[Start TEXT SHOWN]
Yield is compared to the result of a congress mash, that's the universally accepted way to test the extract potential malt. 100% means you are getting the same yield as the test did. It is possible (not even all that hard really) to get over 100%.

MHB
Congress MashView attachment Congress_Mash.PDF


----------



## warra48 (7/11/10)

Good thread, useful information, particularly the posts by MHB and Thirsty Boy.

MHB's post explains how I got 101% into the kettle for my last brew, a generic Pils.
I regularly get over 90% without trying to do anything out of the ordinary.
My method is to batch sparge, and I can't say I've ever noticed tannins in my brews.
I'm a dedicated tea drinker and a fan of red wines, so I'm well aware of what tannins taste and feel like.


----------



## speedie (7/11/10)

If 100% extract is achievable in chemist labs how do you propose too better that with amateur equipment?


----------



## warra48 (7/11/10)

speedie said:


> If 100% extract is achievable in chemist labs how do you propose too better that with amateur equipment?



I don't.

I don't claim to do that.

As MHB said, what we measure is the % of our yield compared to the laboratory test results. 
The test results are how the maltster describe the potential of their varying batches for real world conditions. 
No one said, nor can they say, the test results must equal 100% of the absolute total sugar extraction from the grains.

Speedie, for goodness sake, stop arguing semantics, and start living in the real world. We've been through this on a different forum, with the same tired old argument. Leave it alone.


----------



## MHB (7/11/10)

*speedie *I would have thought anyone who knew how to brew wouldn't have to ask that question!
For starters the test is done in distilled water, what if you added some Calcium and Zinc (and/or a bunch of other salts or minerals)?
What about a B-Glucan rest at 40oC instead of mashing in at 50oC?
How about a mash regime with rests at 40, 50, 63-4, 72-4 and a mash out at 79oC, rather than just ramping through to 70oC?
What makes you think mashing in at 4:1 is ideal?
You think changing the pH won't have any impact?

It's a test, just adding a pinch of salts and running the same test on the same equipment would give better extraction. The point is it's a standardised laboratory test that is used to give us all a benchmark to compare to. It isn't how you (well I) brew beer.

MHB


----------



## speedie (7/11/10)

MHB

So it seems to me from your point that it is all a assumption that yield is yield so why benchmark congress if we dont use it in practice (stated 70% in that read)



Apple for apple 

So what are you expressing with regard to ph etc 



What if we wear a different colored shirt on a different day at the brewery then brew the same format do we get different extract figures (only hypothetical)



From what I have accrued it seems that if you achieve mid to low 70s extract efficiency 

Your brew rig is doing well 

My grist ratio is generally 2.5 to 1

I adjust ph to 5.5 mashed in always (food grade phosphoric acid)

Generally direct fired three step 45-(63_68)-70 mashout77

I know that my depth to height ratio is wrong for my sparge vessel but still manage 74% extract

Cheers speedie


----------



## MHB (7/11/10)

> So it seems to me from your point that it is all a assumption that yield is yield so why benchmark congress if we don't use it in practice (stated 70% in that read)


The whole point appears to have either escaped you or be beyond you comprehension. The result of the Congress Mash creates the bench mark; the 70% you mention is compared to the Congress Mash.
So in making the above statement you are in fact using it in practice while denying it usefulness.
[End TEXT SHOWN]
[Start RECORD LIST]
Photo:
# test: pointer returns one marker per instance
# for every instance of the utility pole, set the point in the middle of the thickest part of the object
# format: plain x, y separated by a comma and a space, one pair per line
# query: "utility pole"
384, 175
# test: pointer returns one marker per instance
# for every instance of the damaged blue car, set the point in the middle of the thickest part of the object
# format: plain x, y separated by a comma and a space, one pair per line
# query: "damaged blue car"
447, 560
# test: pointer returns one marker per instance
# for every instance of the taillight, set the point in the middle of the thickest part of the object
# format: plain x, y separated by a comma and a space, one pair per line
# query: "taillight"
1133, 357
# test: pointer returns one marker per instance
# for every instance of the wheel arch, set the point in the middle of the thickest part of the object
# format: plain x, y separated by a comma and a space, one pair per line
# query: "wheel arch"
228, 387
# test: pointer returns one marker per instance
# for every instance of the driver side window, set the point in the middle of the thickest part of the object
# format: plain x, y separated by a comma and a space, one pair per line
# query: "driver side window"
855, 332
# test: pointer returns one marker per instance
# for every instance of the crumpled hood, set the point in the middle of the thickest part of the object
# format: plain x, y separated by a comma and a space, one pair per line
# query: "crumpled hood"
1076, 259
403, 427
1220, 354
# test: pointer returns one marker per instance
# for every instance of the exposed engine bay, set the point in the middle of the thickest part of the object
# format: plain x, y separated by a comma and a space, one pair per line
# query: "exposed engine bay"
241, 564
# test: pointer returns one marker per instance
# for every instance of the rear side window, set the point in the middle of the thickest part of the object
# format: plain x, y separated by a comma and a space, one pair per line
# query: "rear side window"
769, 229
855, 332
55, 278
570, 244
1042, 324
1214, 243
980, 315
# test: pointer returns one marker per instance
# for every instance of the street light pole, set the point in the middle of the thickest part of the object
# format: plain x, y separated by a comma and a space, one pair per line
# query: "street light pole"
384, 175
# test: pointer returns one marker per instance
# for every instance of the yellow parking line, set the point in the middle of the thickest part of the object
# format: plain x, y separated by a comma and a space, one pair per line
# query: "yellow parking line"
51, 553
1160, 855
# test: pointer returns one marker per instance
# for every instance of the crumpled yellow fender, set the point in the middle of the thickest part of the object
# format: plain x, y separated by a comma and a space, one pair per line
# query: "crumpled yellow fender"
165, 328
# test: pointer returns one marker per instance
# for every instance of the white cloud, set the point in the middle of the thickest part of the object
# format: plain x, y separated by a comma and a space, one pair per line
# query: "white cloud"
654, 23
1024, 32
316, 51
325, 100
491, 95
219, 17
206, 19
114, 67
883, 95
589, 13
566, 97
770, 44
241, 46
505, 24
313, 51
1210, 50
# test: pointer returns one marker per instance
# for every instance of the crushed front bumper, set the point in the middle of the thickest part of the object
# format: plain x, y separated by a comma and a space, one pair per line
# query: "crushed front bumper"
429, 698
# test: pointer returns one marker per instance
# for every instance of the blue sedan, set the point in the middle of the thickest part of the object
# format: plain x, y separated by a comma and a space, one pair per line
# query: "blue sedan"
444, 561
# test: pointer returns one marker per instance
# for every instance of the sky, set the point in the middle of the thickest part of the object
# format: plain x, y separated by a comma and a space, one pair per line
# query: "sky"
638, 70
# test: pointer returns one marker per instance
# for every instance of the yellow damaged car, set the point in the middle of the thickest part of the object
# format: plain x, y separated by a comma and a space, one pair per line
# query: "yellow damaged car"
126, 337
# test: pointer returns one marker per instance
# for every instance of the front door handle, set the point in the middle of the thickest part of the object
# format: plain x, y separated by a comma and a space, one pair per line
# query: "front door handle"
[End RECORD LIST]
PROBLEMS TO WORK ON
1 – List every temperature in the mash regime that MHB proposes in the mash efficiency thread, including the mash out.
2 – Reproduce the mash efficiency thread word for word, from "Good thread, useful" up to and including "a generic Pils.".

SOLUTIONS FOR EACH TASK
1 – 40, 50, 63-4, 72-4, and 79oC (mash out)

2 –
Good thread, useful information, particularly the posts by MHB and Thirsty Boy.

MHB's post explains how I got 101% into the kettle for my last brew, a generic Pils.